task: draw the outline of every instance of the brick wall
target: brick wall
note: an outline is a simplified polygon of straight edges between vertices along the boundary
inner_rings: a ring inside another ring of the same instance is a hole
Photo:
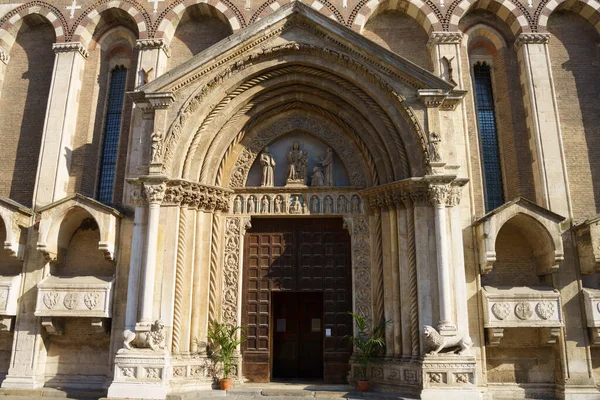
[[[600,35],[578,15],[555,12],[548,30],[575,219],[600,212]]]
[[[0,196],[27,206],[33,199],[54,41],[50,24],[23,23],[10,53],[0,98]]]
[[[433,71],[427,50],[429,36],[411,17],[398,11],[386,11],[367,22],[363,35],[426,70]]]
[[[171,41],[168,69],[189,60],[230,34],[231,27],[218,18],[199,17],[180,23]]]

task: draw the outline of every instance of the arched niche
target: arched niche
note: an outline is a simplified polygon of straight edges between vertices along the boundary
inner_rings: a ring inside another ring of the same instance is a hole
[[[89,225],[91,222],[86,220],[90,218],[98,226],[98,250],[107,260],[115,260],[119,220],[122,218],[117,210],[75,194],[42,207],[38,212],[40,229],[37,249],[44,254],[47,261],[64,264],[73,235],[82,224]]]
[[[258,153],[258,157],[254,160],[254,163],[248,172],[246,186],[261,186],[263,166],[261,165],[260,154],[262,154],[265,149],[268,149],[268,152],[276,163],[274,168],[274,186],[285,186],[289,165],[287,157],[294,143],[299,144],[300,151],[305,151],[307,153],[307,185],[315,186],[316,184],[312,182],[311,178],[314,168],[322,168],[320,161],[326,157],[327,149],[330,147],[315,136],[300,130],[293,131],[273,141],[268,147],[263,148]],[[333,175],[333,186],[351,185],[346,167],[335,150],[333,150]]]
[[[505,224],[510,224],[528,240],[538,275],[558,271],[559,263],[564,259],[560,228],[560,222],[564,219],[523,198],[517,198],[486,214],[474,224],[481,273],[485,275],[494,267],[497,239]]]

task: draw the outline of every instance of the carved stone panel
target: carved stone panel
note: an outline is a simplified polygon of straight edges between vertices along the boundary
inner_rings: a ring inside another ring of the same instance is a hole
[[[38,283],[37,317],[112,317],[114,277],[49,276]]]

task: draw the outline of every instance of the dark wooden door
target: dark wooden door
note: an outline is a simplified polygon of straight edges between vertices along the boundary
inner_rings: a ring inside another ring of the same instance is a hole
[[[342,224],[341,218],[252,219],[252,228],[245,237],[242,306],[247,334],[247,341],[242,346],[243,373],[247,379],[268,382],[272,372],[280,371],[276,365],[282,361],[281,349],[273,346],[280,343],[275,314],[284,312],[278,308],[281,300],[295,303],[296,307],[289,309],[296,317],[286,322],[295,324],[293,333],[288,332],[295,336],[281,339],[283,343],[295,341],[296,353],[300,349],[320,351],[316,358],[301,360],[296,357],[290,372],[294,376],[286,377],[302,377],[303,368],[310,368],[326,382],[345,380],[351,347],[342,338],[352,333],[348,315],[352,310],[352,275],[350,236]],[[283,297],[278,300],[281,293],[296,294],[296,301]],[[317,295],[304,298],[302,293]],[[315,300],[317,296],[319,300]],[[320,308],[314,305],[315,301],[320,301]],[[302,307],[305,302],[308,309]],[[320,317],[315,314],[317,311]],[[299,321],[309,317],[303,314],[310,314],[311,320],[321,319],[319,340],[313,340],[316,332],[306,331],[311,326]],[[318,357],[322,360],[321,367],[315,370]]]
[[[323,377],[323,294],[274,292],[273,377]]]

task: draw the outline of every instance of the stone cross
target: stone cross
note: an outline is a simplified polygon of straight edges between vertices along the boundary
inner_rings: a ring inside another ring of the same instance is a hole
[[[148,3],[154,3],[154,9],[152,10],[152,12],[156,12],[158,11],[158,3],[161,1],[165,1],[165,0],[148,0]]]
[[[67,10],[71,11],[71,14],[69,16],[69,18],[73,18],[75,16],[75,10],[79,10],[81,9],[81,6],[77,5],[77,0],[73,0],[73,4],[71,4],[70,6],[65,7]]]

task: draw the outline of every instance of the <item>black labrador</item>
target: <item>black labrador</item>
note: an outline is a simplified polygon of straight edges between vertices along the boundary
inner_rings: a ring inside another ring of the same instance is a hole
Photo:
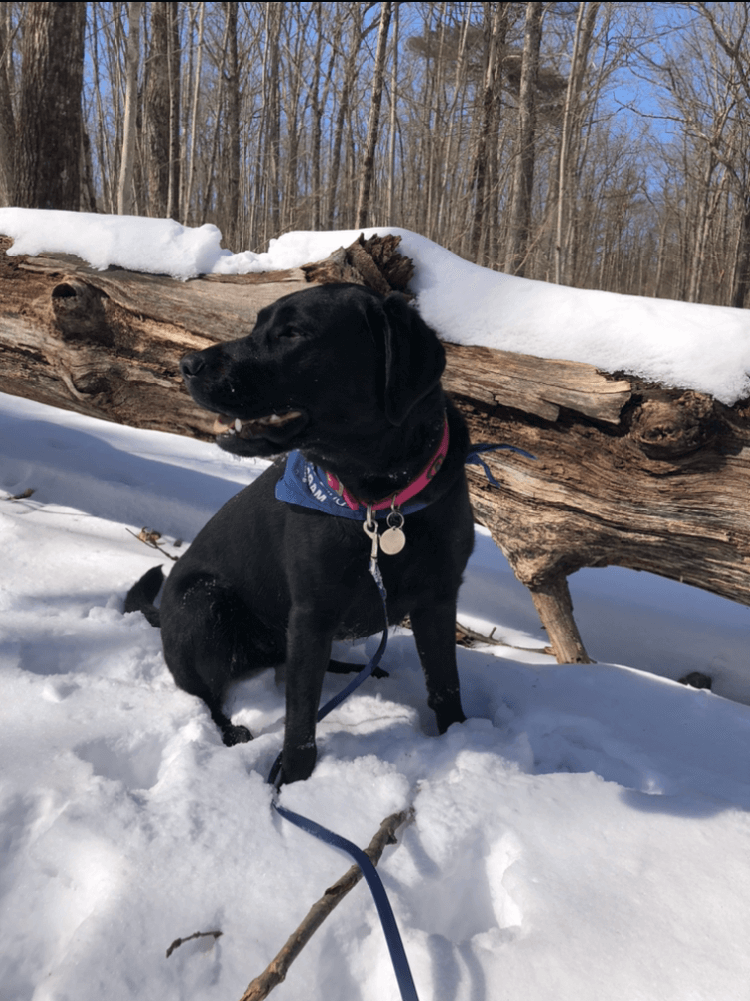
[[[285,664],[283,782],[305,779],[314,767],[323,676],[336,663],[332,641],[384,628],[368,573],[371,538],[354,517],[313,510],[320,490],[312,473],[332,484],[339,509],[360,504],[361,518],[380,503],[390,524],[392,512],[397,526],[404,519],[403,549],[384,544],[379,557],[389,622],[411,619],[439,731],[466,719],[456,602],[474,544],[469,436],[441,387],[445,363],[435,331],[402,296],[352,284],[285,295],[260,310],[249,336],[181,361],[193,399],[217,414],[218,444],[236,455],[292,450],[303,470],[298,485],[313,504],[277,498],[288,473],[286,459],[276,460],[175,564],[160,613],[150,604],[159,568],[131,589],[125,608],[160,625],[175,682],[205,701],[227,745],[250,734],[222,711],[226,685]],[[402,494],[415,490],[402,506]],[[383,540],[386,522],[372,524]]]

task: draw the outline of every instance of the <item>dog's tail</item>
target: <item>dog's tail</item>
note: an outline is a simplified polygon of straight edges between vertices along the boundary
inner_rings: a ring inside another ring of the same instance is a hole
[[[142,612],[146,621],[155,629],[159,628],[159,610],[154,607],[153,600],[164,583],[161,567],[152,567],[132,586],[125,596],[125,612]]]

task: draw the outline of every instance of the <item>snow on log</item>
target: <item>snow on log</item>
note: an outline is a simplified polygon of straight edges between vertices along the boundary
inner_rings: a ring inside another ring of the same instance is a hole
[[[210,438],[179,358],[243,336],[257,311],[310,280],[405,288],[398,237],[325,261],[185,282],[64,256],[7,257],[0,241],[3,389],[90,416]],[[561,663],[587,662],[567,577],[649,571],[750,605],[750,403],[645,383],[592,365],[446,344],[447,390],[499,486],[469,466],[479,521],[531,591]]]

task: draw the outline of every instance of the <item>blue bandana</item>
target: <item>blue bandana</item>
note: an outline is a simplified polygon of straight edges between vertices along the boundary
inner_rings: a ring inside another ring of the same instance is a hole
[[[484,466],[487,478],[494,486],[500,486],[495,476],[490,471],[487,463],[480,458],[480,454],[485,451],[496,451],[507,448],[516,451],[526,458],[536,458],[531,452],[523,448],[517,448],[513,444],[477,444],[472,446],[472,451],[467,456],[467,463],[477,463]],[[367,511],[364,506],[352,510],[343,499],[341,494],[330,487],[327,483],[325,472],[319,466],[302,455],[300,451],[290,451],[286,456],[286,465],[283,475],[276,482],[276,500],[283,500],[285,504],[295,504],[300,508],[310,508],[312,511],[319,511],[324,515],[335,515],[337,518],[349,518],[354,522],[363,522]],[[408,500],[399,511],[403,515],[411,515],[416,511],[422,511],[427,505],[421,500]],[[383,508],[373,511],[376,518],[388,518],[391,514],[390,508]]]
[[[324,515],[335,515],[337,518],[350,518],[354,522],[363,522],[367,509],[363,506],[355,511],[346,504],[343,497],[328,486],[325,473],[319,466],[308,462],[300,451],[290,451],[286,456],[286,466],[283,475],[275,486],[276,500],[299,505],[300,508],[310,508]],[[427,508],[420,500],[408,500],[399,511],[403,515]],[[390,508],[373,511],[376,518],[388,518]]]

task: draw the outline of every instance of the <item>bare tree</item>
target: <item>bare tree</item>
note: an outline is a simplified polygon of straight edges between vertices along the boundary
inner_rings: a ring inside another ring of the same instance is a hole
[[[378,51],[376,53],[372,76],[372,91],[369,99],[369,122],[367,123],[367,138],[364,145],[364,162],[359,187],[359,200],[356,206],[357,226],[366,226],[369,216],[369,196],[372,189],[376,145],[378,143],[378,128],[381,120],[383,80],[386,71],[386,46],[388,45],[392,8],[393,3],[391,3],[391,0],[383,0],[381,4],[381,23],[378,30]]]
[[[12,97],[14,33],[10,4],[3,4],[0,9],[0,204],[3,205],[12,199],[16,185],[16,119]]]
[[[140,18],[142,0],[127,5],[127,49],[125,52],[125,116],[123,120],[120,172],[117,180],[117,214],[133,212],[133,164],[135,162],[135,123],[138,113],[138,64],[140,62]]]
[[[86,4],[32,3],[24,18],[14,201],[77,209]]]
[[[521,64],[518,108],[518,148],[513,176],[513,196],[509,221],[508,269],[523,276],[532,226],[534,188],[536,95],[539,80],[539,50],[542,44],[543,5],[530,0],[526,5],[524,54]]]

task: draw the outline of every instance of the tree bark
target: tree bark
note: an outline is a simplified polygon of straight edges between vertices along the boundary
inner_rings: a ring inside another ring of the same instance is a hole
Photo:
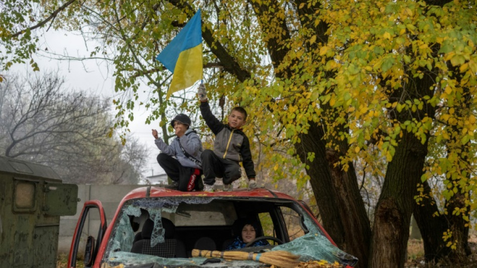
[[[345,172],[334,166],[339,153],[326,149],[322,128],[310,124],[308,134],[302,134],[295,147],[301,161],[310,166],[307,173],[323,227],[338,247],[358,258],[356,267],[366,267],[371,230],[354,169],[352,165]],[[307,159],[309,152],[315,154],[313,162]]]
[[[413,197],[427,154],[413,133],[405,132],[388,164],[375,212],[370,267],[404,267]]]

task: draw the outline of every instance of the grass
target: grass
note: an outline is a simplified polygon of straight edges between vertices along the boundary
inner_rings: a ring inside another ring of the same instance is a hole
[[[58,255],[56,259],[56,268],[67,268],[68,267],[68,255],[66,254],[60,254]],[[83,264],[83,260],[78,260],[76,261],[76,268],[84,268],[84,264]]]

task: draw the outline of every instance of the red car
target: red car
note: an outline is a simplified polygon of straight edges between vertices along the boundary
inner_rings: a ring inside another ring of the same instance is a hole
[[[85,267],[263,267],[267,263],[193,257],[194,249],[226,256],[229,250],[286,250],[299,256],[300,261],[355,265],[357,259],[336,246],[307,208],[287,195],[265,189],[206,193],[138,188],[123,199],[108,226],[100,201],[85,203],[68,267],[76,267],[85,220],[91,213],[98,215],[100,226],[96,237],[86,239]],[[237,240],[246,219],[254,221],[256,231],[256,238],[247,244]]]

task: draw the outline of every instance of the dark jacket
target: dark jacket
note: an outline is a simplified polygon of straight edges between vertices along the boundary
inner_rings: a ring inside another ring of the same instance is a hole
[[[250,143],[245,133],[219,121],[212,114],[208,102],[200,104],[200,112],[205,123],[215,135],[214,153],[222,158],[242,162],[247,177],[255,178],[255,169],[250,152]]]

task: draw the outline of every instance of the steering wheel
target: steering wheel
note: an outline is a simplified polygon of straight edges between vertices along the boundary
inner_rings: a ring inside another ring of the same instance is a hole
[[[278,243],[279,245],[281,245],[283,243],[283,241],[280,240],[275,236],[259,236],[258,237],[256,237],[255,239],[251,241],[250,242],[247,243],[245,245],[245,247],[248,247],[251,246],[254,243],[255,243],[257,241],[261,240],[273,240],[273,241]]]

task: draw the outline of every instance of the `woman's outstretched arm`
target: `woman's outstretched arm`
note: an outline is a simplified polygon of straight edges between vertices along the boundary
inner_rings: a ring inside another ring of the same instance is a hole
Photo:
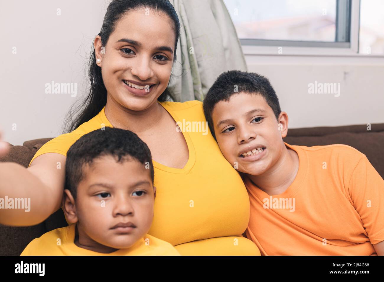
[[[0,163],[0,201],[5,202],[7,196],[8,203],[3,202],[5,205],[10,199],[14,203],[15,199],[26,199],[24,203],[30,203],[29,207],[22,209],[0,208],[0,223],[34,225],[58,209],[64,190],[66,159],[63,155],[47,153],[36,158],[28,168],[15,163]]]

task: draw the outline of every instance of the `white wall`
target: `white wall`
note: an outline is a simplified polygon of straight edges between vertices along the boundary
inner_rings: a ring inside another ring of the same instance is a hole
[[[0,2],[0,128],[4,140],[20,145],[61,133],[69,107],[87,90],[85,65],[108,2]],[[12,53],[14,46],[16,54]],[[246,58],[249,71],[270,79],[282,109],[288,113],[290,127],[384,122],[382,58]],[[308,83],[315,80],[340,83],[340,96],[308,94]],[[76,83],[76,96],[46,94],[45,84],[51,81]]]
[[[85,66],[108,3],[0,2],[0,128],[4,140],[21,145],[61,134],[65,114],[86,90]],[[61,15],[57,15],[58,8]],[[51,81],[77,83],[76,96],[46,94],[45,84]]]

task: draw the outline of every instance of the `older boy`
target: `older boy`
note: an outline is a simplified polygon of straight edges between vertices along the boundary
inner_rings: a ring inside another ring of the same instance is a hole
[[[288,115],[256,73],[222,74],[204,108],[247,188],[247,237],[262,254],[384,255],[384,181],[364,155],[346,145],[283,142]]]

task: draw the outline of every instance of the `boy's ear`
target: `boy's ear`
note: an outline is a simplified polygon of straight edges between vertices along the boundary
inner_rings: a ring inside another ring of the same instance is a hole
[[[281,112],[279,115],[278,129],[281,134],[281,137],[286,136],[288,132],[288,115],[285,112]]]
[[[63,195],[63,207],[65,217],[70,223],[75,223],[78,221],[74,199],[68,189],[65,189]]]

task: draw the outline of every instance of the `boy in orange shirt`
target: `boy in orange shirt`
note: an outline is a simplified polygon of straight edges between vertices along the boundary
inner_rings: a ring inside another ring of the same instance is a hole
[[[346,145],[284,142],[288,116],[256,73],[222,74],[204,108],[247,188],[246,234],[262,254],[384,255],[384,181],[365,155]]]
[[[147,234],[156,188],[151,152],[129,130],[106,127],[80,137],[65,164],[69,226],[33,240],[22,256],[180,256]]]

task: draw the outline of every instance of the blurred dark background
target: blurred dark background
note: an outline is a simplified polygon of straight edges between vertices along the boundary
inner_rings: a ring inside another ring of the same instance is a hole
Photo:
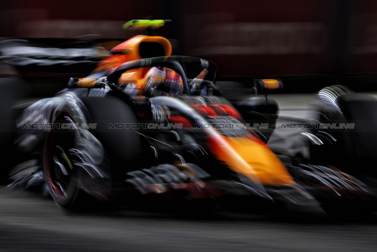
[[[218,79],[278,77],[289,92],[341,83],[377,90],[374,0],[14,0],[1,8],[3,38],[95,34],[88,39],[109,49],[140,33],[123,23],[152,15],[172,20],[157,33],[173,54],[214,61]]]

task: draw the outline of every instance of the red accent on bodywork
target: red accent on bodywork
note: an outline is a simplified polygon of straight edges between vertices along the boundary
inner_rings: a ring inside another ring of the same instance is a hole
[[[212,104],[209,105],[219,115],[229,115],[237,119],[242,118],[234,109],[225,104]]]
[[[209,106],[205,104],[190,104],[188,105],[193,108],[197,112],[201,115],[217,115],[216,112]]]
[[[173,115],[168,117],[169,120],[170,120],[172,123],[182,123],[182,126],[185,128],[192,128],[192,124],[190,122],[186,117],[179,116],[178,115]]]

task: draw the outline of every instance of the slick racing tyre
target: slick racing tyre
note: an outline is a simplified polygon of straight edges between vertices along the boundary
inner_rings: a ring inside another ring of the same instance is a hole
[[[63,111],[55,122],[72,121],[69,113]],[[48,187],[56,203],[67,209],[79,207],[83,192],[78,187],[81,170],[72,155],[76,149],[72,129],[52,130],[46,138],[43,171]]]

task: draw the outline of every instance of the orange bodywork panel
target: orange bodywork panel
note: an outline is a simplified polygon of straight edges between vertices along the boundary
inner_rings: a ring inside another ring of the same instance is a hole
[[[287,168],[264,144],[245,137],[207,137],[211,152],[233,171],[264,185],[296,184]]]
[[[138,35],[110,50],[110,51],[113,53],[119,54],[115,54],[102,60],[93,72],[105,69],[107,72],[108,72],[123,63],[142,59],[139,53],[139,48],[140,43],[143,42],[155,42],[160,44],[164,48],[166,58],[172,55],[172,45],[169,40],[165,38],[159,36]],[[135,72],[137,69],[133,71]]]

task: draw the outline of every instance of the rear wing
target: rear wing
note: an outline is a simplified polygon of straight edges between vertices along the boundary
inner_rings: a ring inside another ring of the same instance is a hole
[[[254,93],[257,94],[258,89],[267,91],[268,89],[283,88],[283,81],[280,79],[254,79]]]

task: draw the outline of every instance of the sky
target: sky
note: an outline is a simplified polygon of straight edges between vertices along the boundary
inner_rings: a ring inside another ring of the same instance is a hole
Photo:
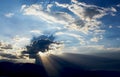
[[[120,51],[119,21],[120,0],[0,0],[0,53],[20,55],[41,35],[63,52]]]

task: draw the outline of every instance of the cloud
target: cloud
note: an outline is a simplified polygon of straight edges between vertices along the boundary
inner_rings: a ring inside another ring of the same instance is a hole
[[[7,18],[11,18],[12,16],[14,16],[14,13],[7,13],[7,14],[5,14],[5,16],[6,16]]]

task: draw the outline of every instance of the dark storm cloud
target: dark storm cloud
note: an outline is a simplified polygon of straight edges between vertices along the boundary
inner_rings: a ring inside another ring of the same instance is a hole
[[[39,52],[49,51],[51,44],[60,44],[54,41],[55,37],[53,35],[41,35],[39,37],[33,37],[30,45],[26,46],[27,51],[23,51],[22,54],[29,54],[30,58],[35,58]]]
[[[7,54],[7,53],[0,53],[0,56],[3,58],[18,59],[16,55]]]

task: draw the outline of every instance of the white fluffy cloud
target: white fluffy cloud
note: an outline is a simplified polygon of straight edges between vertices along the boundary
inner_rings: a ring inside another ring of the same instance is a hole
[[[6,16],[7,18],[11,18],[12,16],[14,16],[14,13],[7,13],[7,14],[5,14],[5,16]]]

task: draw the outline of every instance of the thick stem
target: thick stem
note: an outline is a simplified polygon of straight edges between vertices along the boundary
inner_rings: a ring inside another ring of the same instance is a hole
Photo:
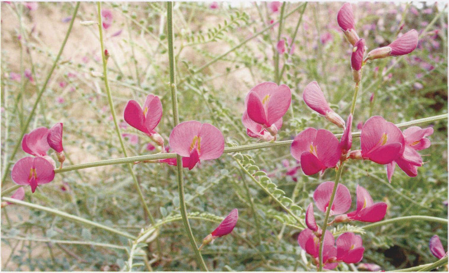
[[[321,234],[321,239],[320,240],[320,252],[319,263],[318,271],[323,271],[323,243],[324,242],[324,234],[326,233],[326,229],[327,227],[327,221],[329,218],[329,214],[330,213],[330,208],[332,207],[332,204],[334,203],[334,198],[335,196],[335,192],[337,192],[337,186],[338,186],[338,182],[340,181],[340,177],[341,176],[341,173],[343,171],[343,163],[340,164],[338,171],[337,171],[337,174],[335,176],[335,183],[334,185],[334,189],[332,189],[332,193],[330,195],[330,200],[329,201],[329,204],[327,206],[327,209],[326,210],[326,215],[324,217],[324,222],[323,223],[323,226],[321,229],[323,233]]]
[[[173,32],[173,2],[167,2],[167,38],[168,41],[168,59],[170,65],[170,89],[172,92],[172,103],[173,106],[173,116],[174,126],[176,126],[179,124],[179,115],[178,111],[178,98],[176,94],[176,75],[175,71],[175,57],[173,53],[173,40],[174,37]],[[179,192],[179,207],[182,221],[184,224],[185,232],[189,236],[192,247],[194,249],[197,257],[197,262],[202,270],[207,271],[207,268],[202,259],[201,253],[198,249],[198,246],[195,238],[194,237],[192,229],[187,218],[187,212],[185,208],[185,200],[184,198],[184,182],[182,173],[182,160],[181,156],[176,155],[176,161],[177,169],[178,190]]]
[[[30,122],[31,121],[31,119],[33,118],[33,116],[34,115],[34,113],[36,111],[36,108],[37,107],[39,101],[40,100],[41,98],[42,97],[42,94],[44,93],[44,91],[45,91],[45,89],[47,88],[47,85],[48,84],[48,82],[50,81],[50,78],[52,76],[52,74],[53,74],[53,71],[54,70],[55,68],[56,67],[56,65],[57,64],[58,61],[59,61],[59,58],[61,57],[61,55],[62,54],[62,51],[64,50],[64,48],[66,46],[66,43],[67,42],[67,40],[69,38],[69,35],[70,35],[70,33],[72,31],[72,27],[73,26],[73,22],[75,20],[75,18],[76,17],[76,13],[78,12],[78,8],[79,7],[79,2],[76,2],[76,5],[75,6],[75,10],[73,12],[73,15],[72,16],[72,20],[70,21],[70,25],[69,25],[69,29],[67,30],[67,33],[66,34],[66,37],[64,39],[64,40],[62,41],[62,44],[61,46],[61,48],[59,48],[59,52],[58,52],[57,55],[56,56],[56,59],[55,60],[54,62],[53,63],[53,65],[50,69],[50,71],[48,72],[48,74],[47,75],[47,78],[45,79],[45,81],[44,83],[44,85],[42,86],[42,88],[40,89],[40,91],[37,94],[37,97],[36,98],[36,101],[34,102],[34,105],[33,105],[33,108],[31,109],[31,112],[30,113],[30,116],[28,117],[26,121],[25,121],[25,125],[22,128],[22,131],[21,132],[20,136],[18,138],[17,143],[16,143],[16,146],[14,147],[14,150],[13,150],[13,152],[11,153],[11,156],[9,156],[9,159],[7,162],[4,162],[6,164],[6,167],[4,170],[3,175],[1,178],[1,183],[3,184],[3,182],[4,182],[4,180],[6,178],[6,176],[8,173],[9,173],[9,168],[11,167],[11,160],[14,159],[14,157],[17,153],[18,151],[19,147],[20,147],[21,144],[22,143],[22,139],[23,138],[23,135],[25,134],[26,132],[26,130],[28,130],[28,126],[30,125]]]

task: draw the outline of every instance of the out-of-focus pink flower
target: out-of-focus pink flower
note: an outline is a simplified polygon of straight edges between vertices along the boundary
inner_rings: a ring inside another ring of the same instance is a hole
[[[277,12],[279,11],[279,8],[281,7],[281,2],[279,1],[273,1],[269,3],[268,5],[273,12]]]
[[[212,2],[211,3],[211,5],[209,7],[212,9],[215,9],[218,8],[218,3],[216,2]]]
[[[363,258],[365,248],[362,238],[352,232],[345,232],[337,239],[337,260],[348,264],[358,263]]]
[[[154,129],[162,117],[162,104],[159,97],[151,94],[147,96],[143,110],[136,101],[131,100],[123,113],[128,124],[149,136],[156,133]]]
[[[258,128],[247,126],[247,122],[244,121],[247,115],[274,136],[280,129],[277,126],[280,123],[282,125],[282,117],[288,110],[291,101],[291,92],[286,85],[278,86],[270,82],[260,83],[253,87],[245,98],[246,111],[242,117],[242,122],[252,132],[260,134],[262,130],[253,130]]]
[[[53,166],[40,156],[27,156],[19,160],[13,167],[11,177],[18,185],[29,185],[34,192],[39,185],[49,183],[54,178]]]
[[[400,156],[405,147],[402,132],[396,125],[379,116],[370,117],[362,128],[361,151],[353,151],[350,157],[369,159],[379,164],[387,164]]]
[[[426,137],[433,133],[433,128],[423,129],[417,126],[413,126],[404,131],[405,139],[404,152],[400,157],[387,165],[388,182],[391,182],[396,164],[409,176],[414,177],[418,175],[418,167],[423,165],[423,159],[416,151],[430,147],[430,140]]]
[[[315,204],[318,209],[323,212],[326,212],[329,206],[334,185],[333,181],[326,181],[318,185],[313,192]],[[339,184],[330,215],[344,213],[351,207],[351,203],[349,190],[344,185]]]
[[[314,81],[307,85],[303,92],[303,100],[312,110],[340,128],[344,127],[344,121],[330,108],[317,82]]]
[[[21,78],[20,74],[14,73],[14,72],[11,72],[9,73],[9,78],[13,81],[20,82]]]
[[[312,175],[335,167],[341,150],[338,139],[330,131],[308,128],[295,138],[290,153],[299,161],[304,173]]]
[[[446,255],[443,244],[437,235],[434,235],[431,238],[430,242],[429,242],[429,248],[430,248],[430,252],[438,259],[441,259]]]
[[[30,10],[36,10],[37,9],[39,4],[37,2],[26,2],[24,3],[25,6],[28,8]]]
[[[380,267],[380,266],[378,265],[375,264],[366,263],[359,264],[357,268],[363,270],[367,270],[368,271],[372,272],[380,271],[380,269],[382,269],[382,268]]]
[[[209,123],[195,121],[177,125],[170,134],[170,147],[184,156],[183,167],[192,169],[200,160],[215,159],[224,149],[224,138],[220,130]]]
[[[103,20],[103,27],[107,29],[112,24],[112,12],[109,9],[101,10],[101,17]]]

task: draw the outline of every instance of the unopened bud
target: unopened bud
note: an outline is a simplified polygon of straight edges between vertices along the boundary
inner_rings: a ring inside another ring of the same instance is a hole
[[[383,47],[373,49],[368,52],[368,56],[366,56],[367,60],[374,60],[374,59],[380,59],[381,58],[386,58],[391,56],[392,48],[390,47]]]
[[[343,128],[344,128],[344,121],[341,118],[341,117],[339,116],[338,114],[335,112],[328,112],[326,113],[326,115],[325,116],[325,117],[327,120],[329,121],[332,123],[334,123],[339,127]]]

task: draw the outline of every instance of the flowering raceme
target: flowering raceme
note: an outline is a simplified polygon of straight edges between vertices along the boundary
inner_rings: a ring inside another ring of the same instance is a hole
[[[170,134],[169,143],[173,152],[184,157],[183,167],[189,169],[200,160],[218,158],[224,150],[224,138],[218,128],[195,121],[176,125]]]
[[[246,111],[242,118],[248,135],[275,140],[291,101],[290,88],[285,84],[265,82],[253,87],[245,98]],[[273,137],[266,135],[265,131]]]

━━━━━━━━━━

> Directions
Above are the records; copy exactly the lines from the one with "task: draw the outline of every instance of the unopened" through the final line.

> Output for this exercise
task: draw the outline of every instance of the unopened bud
target: unopened bud
note: an outline is a simplified polygon of straight edges between vertices along the boundary
inner_rings: a ring inside another ring of the same instance is a hole
[[[383,47],[373,49],[368,52],[368,56],[366,56],[367,60],[374,60],[374,59],[380,59],[381,58],[386,58],[391,56],[392,48],[390,47]]]
[[[343,128],[344,128],[344,121],[341,118],[341,117],[339,116],[338,114],[335,112],[328,112],[326,113],[326,115],[325,116],[325,117],[327,120],[329,121],[332,123],[334,123],[339,127]]]

task: draw the outline of every instance of the flowering raceme
target: flowering raceme
note: an outline is a simplified polygon of straight edges between vertices along the boundary
inner_rings: a ring inside another ring of the same instance is a hole
[[[170,134],[169,143],[173,152],[184,157],[183,167],[189,169],[200,160],[218,158],[224,150],[224,138],[218,128],[195,121],[176,125]]]
[[[246,111],[242,118],[248,135],[275,140],[291,101],[290,88],[285,84],[265,82],[253,87],[245,98]],[[273,137],[266,135],[265,131]]]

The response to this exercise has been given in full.